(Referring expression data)
•••••

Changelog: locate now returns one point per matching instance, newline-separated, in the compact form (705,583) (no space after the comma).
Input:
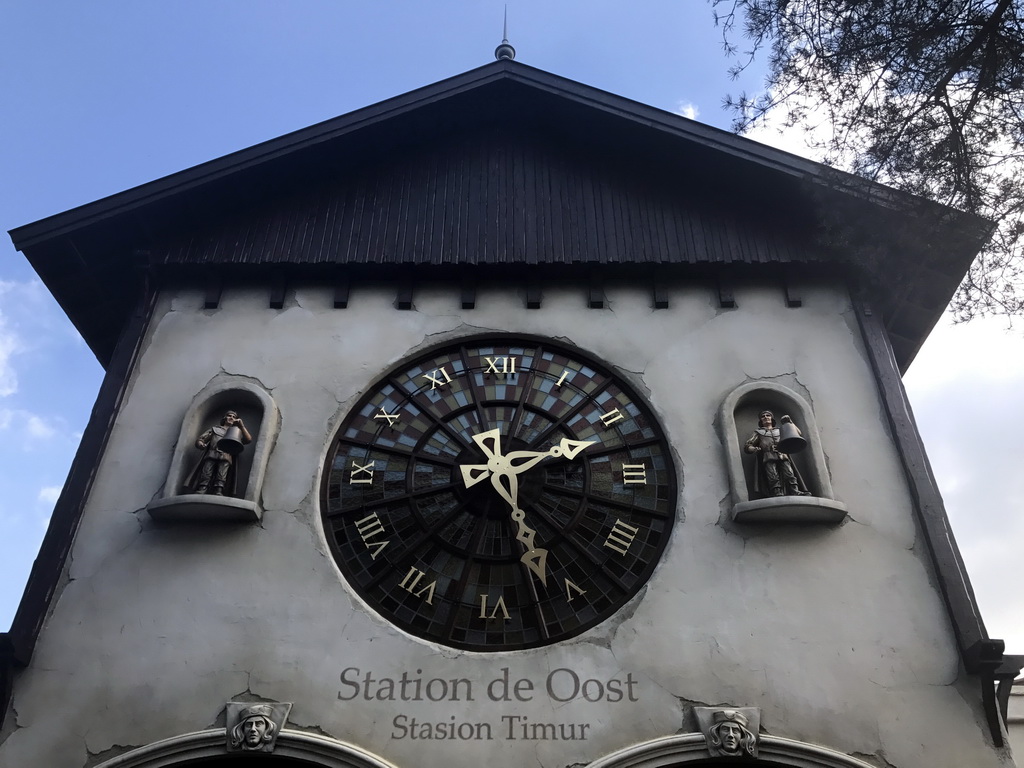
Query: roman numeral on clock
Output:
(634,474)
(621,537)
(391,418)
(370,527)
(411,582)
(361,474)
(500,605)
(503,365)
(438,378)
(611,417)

•••••

Transcribe every entry word for word, excluding images.

[EXERCISE RESULT]:
Changelog: locate now returns one point per matching instance, newline-separated, in the compact form (705,583) (no space after the comma).
Input:
Query: roman numeral on clock
Output:
(634,474)
(621,537)
(391,418)
(370,527)
(411,582)
(361,474)
(500,605)
(503,365)
(438,378)
(611,417)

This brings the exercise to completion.